__Source text__.
***
In human anatomy (female), the Skene's glands (also known as the lesser vestibular, periurethral glands, or paraurethral glands) are glands located on the upper wall of the vagina, around the lower end of the urethra. They drain into the urethra and near the urethral opening. These glands are surrounded with tissue, which includes the part of the clitoris that reaches up inside the vagina and swells with blood during sexual arousal.
There is some evidence that nerves in the area produce an orgasm different to the one produced by clitoral stimulation.
The location of the Skene's gland is the general area of the urethral sponge. The Skene's glands are homologous with the prostate gland in males.
Some believe that the Skene's glands are the source of female ejaculation. In 2002, Emanuele Jannini of L'Aquila University in Italy showed that there may be an explanation both for the phenomenon and for the frequent denials of its existence. Skene's glands have highly variable anatomy, and in some extreme cases they appear to be missing entirely. If Skene's glands are the cause of female ejaculation and G-spot-orgasms, this may explain the observed absence of these phenomena in many women.
***
__Supplied information__.
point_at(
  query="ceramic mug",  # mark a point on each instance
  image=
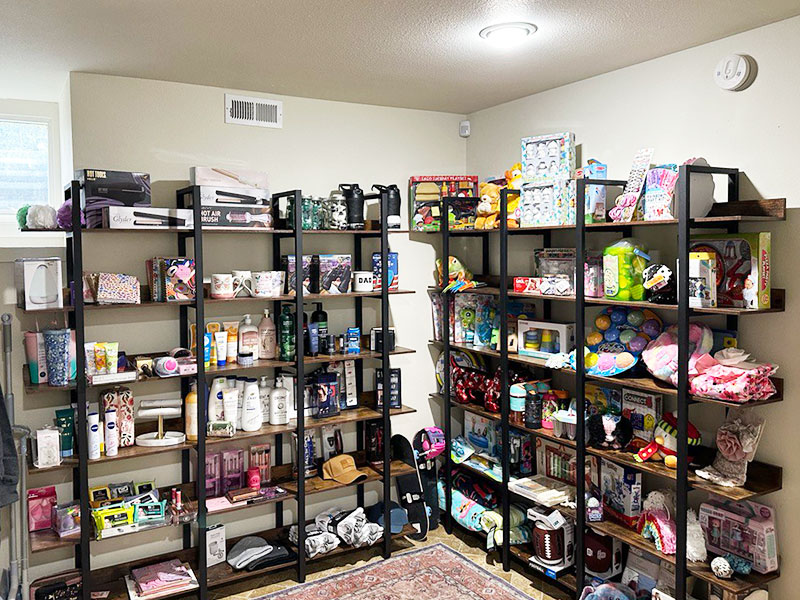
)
(267, 284)
(222, 285)
(362, 281)
(242, 283)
***
__Work item A__.
Reproduce the part of the Skene's glands text above that opens with the words containing "Some believe that" and closes with "in many women.".
__Work item B__.
According to the Skene's glands text above, what gland in males are the Skene's glands homologous with?
__Work item C__.
Finish out the next part of the Skene's glands text, continuing after its last sentence.

__Exercise answer A__.
Some believe that the Skene's glands are the source of female ejaculation. In 2002, Emanuele Jannini of L'Aquila University in Italy showed that there may be an explanation both for the phenomenon and for the frequent denials of its existence. Skene's glands have highly variable anatomy, and in some extreme cases they appear to be missing entirely. If Skene's glands are the cause of female ejaculation and G-spot-orgasms, this may explain the observed absence of these phenomena in many women.

__Exercise answer B__.
The prostate gland.

__Exercise answer C__.
The fluid that emerges during female ejaculation has a composition similar to the fluid generated in males by the prostate gland, containing biochemical markers of sexual function like Human Protein 1 and the enzyme PDE5. When examined with electron microscopy, both glands show similar secretory structures, and both act similarly in terms of prostate-specific antigen and prostate-specific acid phosphatase studies. Because they are increasingly perceived as merely different versions of the same gland, some researchers are moving away from the name "Skene's gland" and referring to it instead as the "female prostate."